### EXERCISE DESCRIPTION
Search the entries for the word "cardboard". Copy every line that holds it.
* * * * * * *
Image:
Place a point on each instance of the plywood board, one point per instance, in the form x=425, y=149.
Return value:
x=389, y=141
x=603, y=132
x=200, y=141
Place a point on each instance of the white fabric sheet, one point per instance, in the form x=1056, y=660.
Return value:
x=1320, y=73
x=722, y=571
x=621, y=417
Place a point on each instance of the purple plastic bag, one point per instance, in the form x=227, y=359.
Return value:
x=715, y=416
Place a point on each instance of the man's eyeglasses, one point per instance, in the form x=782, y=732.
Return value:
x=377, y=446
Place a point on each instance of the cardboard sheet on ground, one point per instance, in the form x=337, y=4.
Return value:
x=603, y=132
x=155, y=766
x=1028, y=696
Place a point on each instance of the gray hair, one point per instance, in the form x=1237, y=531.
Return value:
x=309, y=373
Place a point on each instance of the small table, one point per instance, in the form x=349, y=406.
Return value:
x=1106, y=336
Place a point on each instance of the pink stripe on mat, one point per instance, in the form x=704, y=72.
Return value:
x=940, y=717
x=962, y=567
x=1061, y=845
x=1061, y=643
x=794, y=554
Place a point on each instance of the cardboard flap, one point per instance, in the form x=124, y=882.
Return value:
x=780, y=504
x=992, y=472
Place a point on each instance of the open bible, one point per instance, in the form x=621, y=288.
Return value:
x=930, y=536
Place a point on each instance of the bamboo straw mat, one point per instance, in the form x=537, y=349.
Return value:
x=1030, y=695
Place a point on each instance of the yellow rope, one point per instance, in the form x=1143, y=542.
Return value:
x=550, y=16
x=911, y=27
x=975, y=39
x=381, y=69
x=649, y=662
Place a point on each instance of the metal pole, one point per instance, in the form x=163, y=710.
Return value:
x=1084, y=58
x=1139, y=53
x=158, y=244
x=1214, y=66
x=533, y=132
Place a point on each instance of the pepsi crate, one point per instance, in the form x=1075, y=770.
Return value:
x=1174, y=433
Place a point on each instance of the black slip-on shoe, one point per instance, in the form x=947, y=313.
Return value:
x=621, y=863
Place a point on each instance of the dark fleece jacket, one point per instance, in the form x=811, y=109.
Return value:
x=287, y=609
* * * * * * *
### SOLVED EXERCISE
Place a point on each instance of the cardboard sheet on ground, one point per instance, in the form x=337, y=4.
Place a point on each instance of the cardboard flap, one point per instance, in the form x=124, y=882.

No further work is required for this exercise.